= Actions to take =
1. Answer these from the body surface area calculator page:
(a) Which formula does the calculator use?
(b) Which two chemotherapy agents does the page name?
(c) What is the approximate average BSA for an adult female?
2. Can you rewrite the paragraph beginning "Body Surface Area (BSA) is a critical measurement" from the body surface area calculator page as a short bulleted list that keeps its main facts?
3. Could you extend the text on body surface area, picking up after its final sentence?

= Selected extract =
Body Surface Area Calculator
Calculate your body surface area (BSA) using the Mosteller formula.
Enter your values and click Calculate
Body Surface Area (BSA) is a critical measurement in clinical medicine used to calculate drug dosages, particularly for chemotherapy, cardiac output indexing, and burn surface area assessment. Unlike body weight alone, BSA accounts for both height and mass, providing a more accurate scaling factor for physiological processes such as kidney filtration rate and liver metabolism — the organs responsible for processing most medications. The Mosteller formula is the most widely adopted BSA calculation method in clinical practice worldwide due to its balance of simplicity and accuracy. Oncologists use BSA to dose chemotherapy agents like carboplatin and paclitaxel. Cardiologists use it to compute the Cardiac Index (cardiac output per square meter of BSA). Pediatric clinicians rely on it heavily because children's organ function scales better with surface area than with weight. The average BSA for an adult male is approximately 1.9 m² and for an adult female approximately 1.6 m², though these vary considerably with individual body dimensions.

= Provided data =
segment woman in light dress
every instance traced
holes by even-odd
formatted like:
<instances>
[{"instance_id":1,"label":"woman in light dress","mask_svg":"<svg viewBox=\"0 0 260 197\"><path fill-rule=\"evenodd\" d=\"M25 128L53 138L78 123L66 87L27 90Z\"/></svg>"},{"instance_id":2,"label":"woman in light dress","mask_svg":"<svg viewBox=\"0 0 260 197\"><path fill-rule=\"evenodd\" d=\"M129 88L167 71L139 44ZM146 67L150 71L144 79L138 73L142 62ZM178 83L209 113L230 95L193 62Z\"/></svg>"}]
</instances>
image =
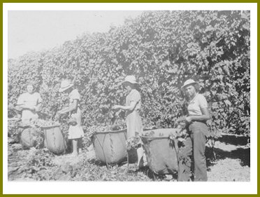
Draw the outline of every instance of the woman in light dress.
<instances>
[{"instance_id":1,"label":"woman in light dress","mask_svg":"<svg viewBox=\"0 0 260 197\"><path fill-rule=\"evenodd\" d=\"M19 96L15 108L22 111L22 123L29 125L38 118L37 112L39 111L43 100L38 93L34 91L32 83L28 83L26 88L27 93Z\"/></svg>"}]
</instances>

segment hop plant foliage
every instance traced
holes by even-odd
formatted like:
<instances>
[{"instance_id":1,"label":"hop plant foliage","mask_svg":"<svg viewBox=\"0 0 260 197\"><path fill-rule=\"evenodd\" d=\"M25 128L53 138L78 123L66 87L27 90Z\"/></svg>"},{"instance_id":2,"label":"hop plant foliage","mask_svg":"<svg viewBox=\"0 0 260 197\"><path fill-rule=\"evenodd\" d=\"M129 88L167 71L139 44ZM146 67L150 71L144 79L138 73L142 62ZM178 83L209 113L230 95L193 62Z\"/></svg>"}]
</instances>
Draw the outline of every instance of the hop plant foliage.
<instances>
[{"instance_id":1,"label":"hop plant foliage","mask_svg":"<svg viewBox=\"0 0 260 197\"><path fill-rule=\"evenodd\" d=\"M53 116L66 103L58 92L59 81L69 77L81 95L83 125L113 125L112 106L125 102L122 81L134 74L143 118L171 128L185 114L180 88L192 78L209 102L214 130L248 135L250 27L245 11L144 12L108 32L85 34L60 47L8 60L8 103L15 104L23 84L33 81L43 99L43 112Z\"/></svg>"}]
</instances>

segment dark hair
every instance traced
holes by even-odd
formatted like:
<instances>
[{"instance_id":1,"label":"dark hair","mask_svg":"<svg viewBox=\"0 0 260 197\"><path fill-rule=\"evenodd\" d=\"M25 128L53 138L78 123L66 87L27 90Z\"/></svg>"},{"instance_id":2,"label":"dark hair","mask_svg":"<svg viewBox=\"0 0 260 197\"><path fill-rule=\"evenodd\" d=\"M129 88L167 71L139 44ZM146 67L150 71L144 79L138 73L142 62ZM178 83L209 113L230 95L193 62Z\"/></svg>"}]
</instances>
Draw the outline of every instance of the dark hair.
<instances>
[{"instance_id":1,"label":"dark hair","mask_svg":"<svg viewBox=\"0 0 260 197\"><path fill-rule=\"evenodd\" d=\"M33 86L34 90L35 89L35 86L34 86L34 83L32 83L31 82L29 82L29 83L27 83L26 84L26 86L25 86L25 88L27 88L27 87L28 87L29 86Z\"/></svg>"}]
</instances>

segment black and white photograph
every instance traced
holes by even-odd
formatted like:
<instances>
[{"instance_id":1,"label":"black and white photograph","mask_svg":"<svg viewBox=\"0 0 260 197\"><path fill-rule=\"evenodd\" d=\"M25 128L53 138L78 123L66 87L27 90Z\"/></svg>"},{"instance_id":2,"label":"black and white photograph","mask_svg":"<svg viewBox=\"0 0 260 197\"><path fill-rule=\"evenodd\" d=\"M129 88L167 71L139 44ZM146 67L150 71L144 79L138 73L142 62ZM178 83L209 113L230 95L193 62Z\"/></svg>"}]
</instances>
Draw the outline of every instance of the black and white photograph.
<instances>
[{"instance_id":1,"label":"black and white photograph","mask_svg":"<svg viewBox=\"0 0 260 197\"><path fill-rule=\"evenodd\" d=\"M257 4L24 4L3 16L6 184L256 186Z\"/></svg>"}]
</instances>

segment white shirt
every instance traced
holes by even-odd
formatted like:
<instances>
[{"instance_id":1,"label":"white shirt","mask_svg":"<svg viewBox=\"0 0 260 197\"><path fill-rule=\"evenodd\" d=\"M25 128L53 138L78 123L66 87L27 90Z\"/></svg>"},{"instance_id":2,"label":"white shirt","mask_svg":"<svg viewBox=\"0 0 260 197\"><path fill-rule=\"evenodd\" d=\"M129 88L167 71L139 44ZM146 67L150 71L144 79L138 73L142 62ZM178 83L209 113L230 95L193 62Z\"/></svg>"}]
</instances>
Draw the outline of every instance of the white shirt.
<instances>
[{"instance_id":1,"label":"white shirt","mask_svg":"<svg viewBox=\"0 0 260 197\"><path fill-rule=\"evenodd\" d=\"M196 93L195 97L189 101L188 105L189 115L202 115L201 109L207 107L208 102L205 97L203 95Z\"/></svg>"}]
</instances>

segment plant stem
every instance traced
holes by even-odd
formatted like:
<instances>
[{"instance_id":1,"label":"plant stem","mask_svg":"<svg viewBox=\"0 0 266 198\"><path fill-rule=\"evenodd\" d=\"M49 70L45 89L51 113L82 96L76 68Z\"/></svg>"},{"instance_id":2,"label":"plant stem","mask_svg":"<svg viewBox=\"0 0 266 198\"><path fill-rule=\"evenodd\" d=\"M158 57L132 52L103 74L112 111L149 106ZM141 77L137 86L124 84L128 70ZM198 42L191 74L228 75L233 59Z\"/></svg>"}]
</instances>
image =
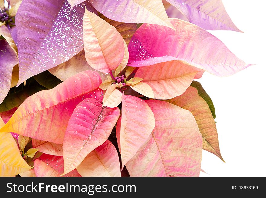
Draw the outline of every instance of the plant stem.
<instances>
[{"instance_id":1,"label":"plant stem","mask_svg":"<svg viewBox=\"0 0 266 198\"><path fill-rule=\"evenodd\" d=\"M10 26L9 26L9 24L8 23L7 23L6 26L7 26L7 27L8 28L8 29L9 29L9 32L10 31L10 30L11 29L11 28L10 27Z\"/></svg>"},{"instance_id":2,"label":"plant stem","mask_svg":"<svg viewBox=\"0 0 266 198\"><path fill-rule=\"evenodd\" d=\"M114 77L114 75L113 75L113 73L112 73L112 71L111 70L110 70L110 76L111 76L112 79L114 80L115 77Z\"/></svg>"}]
</instances>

= Results =
1.
(a) The Mosteller formula.
(b) Carboplatin and paclitaxel.
(c) Approximately 1.6 m².

2.
- BSA is used in clinical medicine to calculate drug dosages (especially chemotherapy), index cardiac output, and assess burn surface area.
- Because it accounts for both height and mass, BSA scales physiological processes like kidney filtration and liver metabolism more accurately than body weight alone.
- The Mosteller formula is the most widely adopted BSA method worldwide, balancing simplicity and accuracy.
- Oncologists use BSA to dose agents such as carboplatin and paclitaxel.
- Cardiologists use it to compute the Cardiac Index (cardiac output per m² of BSA).
- Pediatric clinicians rely on it heavily, since children's organ function scales better with surface area than with weight.
- Average BSA is about 1.9 m² for adult males and 1.6 m² for adult females, varying considerably with body dimensions.

3.
How It Works
The Mosteller formula is: BSA (m²) = √(height(cm) × weight(kg) ÷ 3600). The denominator 3600 is derived from converting the formula's original expression in centimeters and kilograms into square meters: since 1 m = 100 cm, one square meter = 10,000 cm², and the formula's internal constant of 0.016667 multiplied through yields the simplified ÷ 3600 form. As a worked example: a person 170 cm tall weighing 70 kg has BSA = √(170 × 70 ÷ 3600) = √(11900 ÷ 3600) = √3.3056 ≈ 1.818 m². The formula was proposed by R.D. Mosteller in 1987 and validated against direct measurements across diverse patient populations. It slightly overestimates BSA for obese individuals compared to more complex formulas (such as DuBois or Haycock), but its simplicity and clinical acceptance make it the preferred method in most hospital pharmacies and oncology treatment protocols.